_TASK_
Repeat, exactly and completely, the material that follows. Omit the pictures.

_PROVIDED RECORDS_

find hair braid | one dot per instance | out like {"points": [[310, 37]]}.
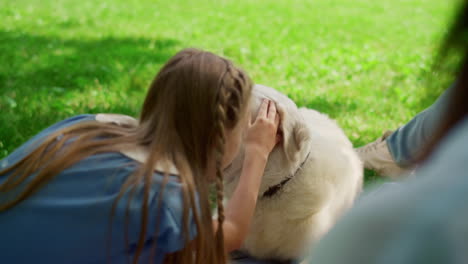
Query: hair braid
{"points": [[220, 141]]}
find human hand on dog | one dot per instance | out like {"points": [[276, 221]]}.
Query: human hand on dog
{"points": [[261, 135]]}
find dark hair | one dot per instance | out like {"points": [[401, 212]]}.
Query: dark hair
{"points": [[455, 46]]}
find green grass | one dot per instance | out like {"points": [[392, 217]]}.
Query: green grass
{"points": [[363, 62]]}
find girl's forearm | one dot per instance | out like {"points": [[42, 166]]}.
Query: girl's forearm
{"points": [[240, 208]]}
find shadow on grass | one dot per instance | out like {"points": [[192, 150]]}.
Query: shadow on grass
{"points": [[38, 71], [45, 61]]}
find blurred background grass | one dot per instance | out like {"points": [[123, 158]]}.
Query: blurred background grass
{"points": [[363, 62]]}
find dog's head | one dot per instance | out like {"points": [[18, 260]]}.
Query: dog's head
{"points": [[288, 154]]}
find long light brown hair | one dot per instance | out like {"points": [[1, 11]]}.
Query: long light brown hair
{"points": [[193, 99]]}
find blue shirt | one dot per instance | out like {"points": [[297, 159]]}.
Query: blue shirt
{"points": [[68, 219], [423, 219]]}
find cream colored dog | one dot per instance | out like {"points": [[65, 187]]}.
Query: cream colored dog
{"points": [[310, 179]]}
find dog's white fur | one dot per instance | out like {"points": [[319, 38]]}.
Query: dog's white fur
{"points": [[286, 225]]}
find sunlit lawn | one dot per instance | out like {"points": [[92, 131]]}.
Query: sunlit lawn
{"points": [[363, 62]]}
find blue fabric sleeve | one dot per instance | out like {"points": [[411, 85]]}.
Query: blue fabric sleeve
{"points": [[68, 219]]}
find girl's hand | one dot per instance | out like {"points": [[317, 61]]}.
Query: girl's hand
{"points": [[261, 135]]}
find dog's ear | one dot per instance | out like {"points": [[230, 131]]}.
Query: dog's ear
{"points": [[293, 133]]}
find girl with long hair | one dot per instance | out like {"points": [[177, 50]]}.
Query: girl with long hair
{"points": [[108, 188]]}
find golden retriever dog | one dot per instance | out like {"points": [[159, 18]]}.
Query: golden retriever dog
{"points": [[312, 177]]}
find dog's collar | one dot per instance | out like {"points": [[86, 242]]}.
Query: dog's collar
{"points": [[276, 188]]}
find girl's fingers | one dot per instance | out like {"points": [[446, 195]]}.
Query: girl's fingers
{"points": [[262, 112], [272, 111]]}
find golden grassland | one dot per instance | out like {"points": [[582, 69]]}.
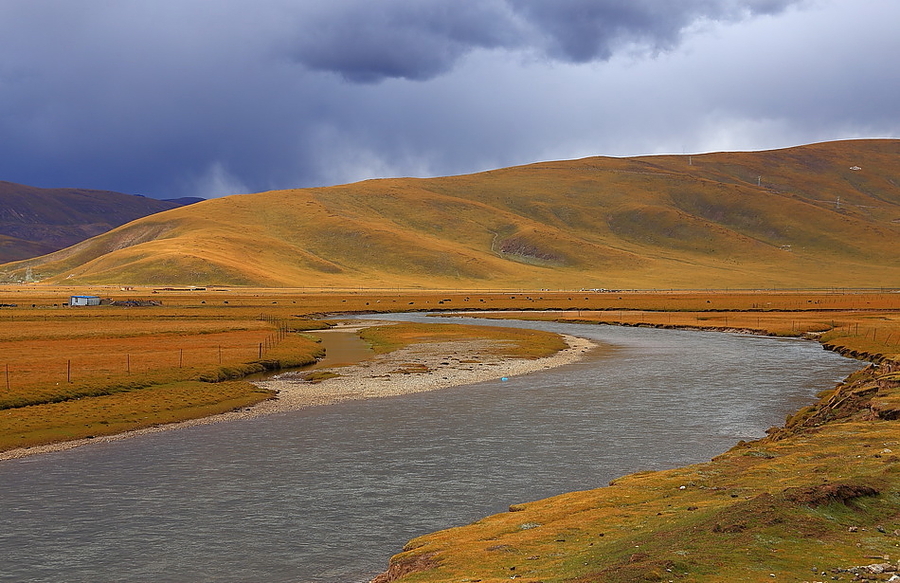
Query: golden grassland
{"points": [[798, 217], [802, 498]]}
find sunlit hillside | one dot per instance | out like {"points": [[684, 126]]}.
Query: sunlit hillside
{"points": [[819, 215]]}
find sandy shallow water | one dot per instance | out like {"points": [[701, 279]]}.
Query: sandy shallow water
{"points": [[414, 369]]}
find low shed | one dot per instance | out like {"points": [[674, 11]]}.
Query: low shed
{"points": [[84, 301]]}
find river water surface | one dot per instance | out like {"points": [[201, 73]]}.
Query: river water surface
{"points": [[328, 494]]}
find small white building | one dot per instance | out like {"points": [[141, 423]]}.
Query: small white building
{"points": [[84, 301]]}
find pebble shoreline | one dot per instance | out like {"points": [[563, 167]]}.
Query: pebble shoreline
{"points": [[414, 369]]}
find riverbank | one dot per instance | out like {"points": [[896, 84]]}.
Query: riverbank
{"points": [[416, 368], [815, 500]]}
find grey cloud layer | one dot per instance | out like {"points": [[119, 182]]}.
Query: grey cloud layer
{"points": [[191, 97], [368, 41]]}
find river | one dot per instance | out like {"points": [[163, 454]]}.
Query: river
{"points": [[328, 494]]}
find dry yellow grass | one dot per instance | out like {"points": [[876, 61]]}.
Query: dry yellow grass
{"points": [[740, 517], [595, 223]]}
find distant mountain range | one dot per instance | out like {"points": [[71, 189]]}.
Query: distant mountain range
{"points": [[36, 221], [820, 215]]}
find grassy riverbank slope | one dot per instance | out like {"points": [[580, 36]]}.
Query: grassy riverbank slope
{"points": [[819, 215], [818, 499]]}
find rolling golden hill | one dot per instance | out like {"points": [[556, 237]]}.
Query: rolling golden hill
{"points": [[820, 215]]}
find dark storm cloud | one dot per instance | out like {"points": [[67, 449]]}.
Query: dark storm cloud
{"points": [[212, 97], [366, 41], [586, 30]]}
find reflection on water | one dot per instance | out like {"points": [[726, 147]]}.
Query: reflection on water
{"points": [[328, 494], [342, 347]]}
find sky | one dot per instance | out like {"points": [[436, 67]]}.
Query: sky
{"points": [[207, 98]]}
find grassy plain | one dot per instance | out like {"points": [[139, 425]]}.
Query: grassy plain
{"points": [[803, 498]]}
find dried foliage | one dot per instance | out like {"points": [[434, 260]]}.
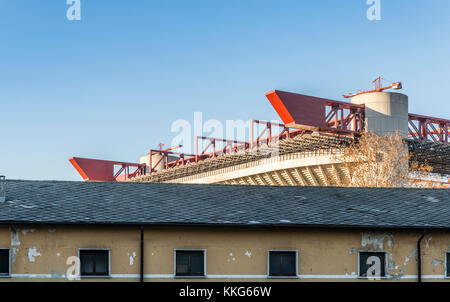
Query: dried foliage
{"points": [[383, 161]]}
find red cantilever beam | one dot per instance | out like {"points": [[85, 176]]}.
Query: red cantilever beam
{"points": [[99, 170], [309, 113]]}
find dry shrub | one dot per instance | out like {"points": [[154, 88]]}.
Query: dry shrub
{"points": [[383, 161]]}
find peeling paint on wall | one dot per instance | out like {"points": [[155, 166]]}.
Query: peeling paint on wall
{"points": [[25, 231], [353, 251], [32, 252], [132, 257], [437, 262]]}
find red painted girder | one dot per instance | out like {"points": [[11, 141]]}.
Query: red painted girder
{"points": [[304, 111], [99, 170]]}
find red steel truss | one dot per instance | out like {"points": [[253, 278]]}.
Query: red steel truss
{"points": [[429, 128], [301, 114]]}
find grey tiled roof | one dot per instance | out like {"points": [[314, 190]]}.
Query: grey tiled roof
{"points": [[57, 202]]}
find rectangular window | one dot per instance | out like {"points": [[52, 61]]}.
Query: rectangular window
{"points": [[447, 261], [283, 263], [4, 262], [190, 263], [372, 264], [94, 263]]}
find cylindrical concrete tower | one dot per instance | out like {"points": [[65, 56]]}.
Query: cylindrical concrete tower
{"points": [[386, 112]]}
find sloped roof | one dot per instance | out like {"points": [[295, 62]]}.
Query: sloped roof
{"points": [[58, 202]]}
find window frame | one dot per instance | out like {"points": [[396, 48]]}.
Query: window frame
{"points": [[282, 277], [8, 275], [386, 272], [447, 262], [186, 276], [109, 263]]}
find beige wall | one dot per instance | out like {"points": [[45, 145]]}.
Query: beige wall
{"points": [[40, 253]]}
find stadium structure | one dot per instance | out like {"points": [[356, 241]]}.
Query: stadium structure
{"points": [[301, 153]]}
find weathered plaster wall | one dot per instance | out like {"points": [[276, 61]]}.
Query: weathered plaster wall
{"points": [[40, 253]]}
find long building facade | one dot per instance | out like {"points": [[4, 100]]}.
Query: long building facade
{"points": [[45, 253], [61, 231]]}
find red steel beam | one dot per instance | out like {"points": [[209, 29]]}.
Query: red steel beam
{"points": [[309, 113], [103, 170]]}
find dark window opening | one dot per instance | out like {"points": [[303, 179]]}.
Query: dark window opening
{"points": [[447, 261], [94, 262], [372, 264], [190, 263], [282, 264], [4, 262]]}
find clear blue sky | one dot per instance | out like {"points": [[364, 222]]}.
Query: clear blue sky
{"points": [[110, 86]]}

_CORRECT OUTPUT_
find hair braid | one dot per instance | out like {"points": [[310, 37]]}.
Query: hair braid
{"points": [[220, 141]]}
find human hand on dog | one dot per instance | out like {"points": [[276, 221]]}.
Query: human hand on dog
{"points": [[261, 135]]}
find dark hair | one dot per instance | out like {"points": [[401, 212]]}.
Query: dark hair
{"points": [[455, 46]]}
find green grass | one dot per instance | out like {"points": [[392, 217]]}.
Query: green grass
{"points": [[363, 62]]}
find girl's forearm | one dot per instance | out like {"points": [[42, 166]]}.
Query: girl's forearm
{"points": [[240, 208]]}
find shadow on grass | one dot per instance | out like {"points": [[192, 150]]}.
Query: shadow on grass
{"points": [[38, 71], [45, 61]]}
find blurred background grass | one dot per instance | out like {"points": [[123, 158]]}.
Query: blurred background grass
{"points": [[363, 62]]}
find dog's head | one dot per instance | out like {"points": [[18, 260]]}.
Query: dog's head
{"points": [[288, 154]]}
find long light brown hair | one dot per instance | out like {"points": [[1, 11]]}.
Query: long light brown hair
{"points": [[193, 99]]}
find blue shirt | one dot per instance | out like {"points": [[297, 159]]}.
Query: blue shirt
{"points": [[68, 219], [423, 219]]}
find cream colored dog | one dot per instance | out like {"points": [[65, 187]]}.
Query: cream colored dog
{"points": [[310, 179]]}
find dog's white fur | one dot per instance | out like {"points": [[319, 38]]}.
Query: dog's white fur
{"points": [[286, 225]]}
find sunlit lawn | one dot per instance | out like {"points": [[92, 131]]}.
Query: sunlit lawn
{"points": [[363, 62]]}
find blue fabric sleeve | one dot per instance | out like {"points": [[411, 85]]}.
Query: blue fabric sleeve
{"points": [[68, 219]]}
find girl's hand | one dot per instance | out like {"points": [[317, 61]]}.
Query: girl's hand
{"points": [[261, 135]]}
find dog's ear | one dot per instance | out like {"points": [[230, 131]]}.
Query: dog's ear
{"points": [[293, 133]]}
find girl with long hair | one dot per instance | out like {"points": [[177, 50]]}.
Query: girl with long hair
{"points": [[108, 188]]}
find golden retriever dog | one dot per instance | out like {"points": [[159, 18]]}.
Query: golden retriever dog
{"points": [[312, 177]]}
find dog's collar | one dot per instance | out like {"points": [[86, 242]]}.
Query: dog's collar
{"points": [[276, 188]]}
find girl's fingers | one dot per instance | out like {"points": [[446, 195]]}.
Query: girl's fingers
{"points": [[262, 112], [272, 111]]}
find golden grassland | one dot per instance | out like {"points": [[582, 69]]}.
Query: golden grassland
{"points": [[798, 217], [802, 498]]}
find sunlit hillside | one dot per instance | out like {"points": [[684, 126]]}.
Query: sunlit hillside
{"points": [[819, 215]]}
find sandy shallow water | one dot per instance | out like {"points": [[701, 279]]}.
Query: sandy shallow water
{"points": [[414, 369]]}
find low shed | one dot per instance | out like {"points": [[674, 11]]}.
Query: low shed
{"points": [[84, 301]]}
find river water surface | one dot per instance | out like {"points": [[201, 73]]}.
Query: river water surface
{"points": [[328, 494]]}
find small white building | one dot per instance | out like {"points": [[141, 423]]}.
Query: small white building
{"points": [[84, 301]]}
find pebble shoreline | one dot per instance | out like {"points": [[563, 167]]}.
Query: pebble shoreline
{"points": [[414, 369]]}
find riverbank | one dot per instance | out like {"points": [[896, 84]]}.
Query: riverbank
{"points": [[416, 368], [815, 500]]}
find grey cloud layer | one dot per instance | out like {"points": [[119, 182]]}.
Query: grey cloud layer
{"points": [[191, 97], [368, 41]]}
find river | one dot per instance | out like {"points": [[163, 454]]}.
Query: river
{"points": [[328, 494]]}
find dry yellow grass | one dot per instance | out like {"points": [[876, 61]]}.
Query: dry yellow grass
{"points": [[740, 517], [595, 223]]}
find distant mountain range | one dot per instance | out like {"points": [[71, 189]]}.
Query: distant mountain range
{"points": [[36, 221], [820, 215]]}
find grassy riverbank slope | one dot per instance | out like {"points": [[580, 36]]}.
Query: grassy riverbank slope
{"points": [[819, 215], [818, 499]]}
find rolling golden hill | one dot per instance | out like {"points": [[556, 237]]}.
Query: rolling golden hill
{"points": [[820, 215]]}
find dark storm cloud | one dot per instance | out like {"points": [[67, 449]]}.
Query: dark storm cloud
{"points": [[212, 97], [366, 41], [586, 30]]}
find reflection on water | one dot per instance | out like {"points": [[726, 147]]}.
Query: reflection on water
{"points": [[328, 494], [342, 347]]}
find sky | one dot per instance | out like {"points": [[436, 67]]}.
Query: sky
{"points": [[207, 98]]}
find grassy plain | one dot per instance | out like {"points": [[139, 425]]}.
Query: grassy plain
{"points": [[803, 498]]}
find dried foliage | one dot per instance | out like {"points": [[434, 260]]}.
Query: dried foliage
{"points": [[383, 161]]}
find red cantilever beam | one dot per instance | out like {"points": [[85, 176]]}.
Query: red cantilever beam
{"points": [[99, 170], [309, 113]]}
find dry shrub | one dot per instance | out like {"points": [[154, 88]]}.
Query: dry shrub
{"points": [[383, 161]]}
find peeling paint on wall | one dot per instance | out like {"points": [[155, 166]]}.
Query: peeling paint on wall
{"points": [[25, 231], [353, 251], [32, 252], [132, 257], [437, 262]]}
find red painted girder | one dot per instance | out like {"points": [[11, 141]]}.
Query: red painted girder
{"points": [[304, 111], [99, 170]]}
find red steel truss | one dot per instance | out like {"points": [[253, 278]]}.
Query: red steel truss
{"points": [[429, 128], [301, 114]]}
find grey tiled roof | one dot per instance | out like {"points": [[314, 190]]}.
Query: grey tiled roof
{"points": [[57, 202]]}
find rectangular window | one dot per instance | out like {"points": [[52, 61]]}.
Query: rectangular window
{"points": [[447, 261], [283, 263], [4, 262], [190, 263], [372, 264], [94, 263]]}
find cylindrical concrete tower | one dot per instance | out like {"points": [[65, 56]]}.
Query: cylindrical concrete tower
{"points": [[386, 112]]}
find sloped roof | one dot per instance | out like {"points": [[295, 62]]}.
Query: sloped roof
{"points": [[58, 202]]}
find window frame | one dot per instance | out like {"points": [[396, 48]]}.
Query: window frame
{"points": [[282, 277], [8, 275], [386, 272], [447, 262], [186, 276], [109, 263]]}
find beige wall | one dot per instance | out like {"points": [[45, 145]]}.
Query: beige wall
{"points": [[40, 253]]}
find stadium structure | one dot per instance | out like {"points": [[356, 241]]}.
Query: stadium structure
{"points": [[301, 153]]}
find weathered plaster wall | one dot per instance | out like {"points": [[276, 61]]}.
Query: weathered plaster wall
{"points": [[40, 253]]}
find long building facade | one dot per instance | out like {"points": [[4, 100]]}.
Query: long building facade
{"points": [[45, 253], [61, 231]]}
find red steel beam | one dot per instance | out like {"points": [[209, 29]]}.
Query: red steel beam
{"points": [[309, 113], [103, 170]]}
find dark window opening | one dot per instance | out like {"points": [[303, 179]]}.
Query: dark window opening
{"points": [[447, 261], [94, 262], [372, 264], [190, 263], [282, 264], [4, 262]]}
find clear blue sky | one dot per instance | out like {"points": [[364, 222]]}.
Query: clear blue sky
{"points": [[110, 86]]}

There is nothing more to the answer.